Copy out all the lines of the items below, requests included, but shift every coordinate in the answers by -84 and leave out the pictures.

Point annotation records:
------
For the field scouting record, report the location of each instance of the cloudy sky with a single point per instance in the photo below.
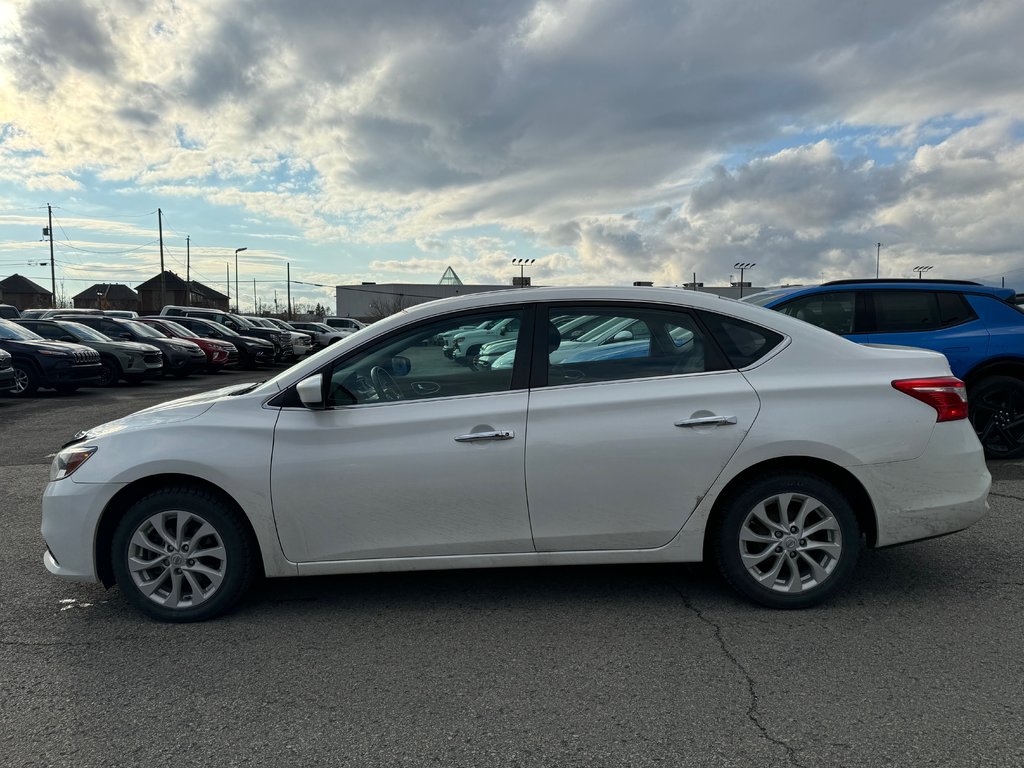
(612, 140)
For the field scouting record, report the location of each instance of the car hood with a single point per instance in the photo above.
(180, 410)
(135, 346)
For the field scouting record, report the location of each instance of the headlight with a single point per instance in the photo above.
(66, 462)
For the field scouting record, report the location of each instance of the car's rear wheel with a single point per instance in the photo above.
(787, 541)
(996, 407)
(180, 554)
(26, 380)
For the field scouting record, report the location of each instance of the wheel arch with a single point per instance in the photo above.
(837, 475)
(131, 493)
(998, 367)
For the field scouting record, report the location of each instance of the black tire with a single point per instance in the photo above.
(233, 559)
(996, 411)
(112, 372)
(818, 558)
(26, 380)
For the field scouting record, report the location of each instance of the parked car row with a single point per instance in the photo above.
(67, 350)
------
▶ [TASK ANSWER]:
For the field scouting record, report the location of each instance of the cloudy sky with a single point per instance in the photo below.
(528, 56)
For the field scouting record, report the location of each instance of the car hood with a single point per instance in the photo above.
(96, 326)
(51, 262)
For the field scouting record, report the location of each instance of the headlight with a single point per instance in the photo above.
(-18, 378)
For the field scouting record, report the location of each instance of the car's rear wheel with a single point per instance in the photo above.
(703, 457)
(912, 323)
(96, 470)
(-58, 296)
For the field scouting record, report the location of each instance of the wheel arch with a single point per instance in the photo above.
(753, 391)
(47, 409)
(914, 283)
For the field scouting record, report the location of each instance of the black tire with a single point per instance in the photo above.
(149, 475)
(912, 327)
(28, 288)
(734, 474)
(-58, 296)
For the field scouting record, report the location of each instance of the parked car row with a single point per instance in the photo above.
(-17, 266)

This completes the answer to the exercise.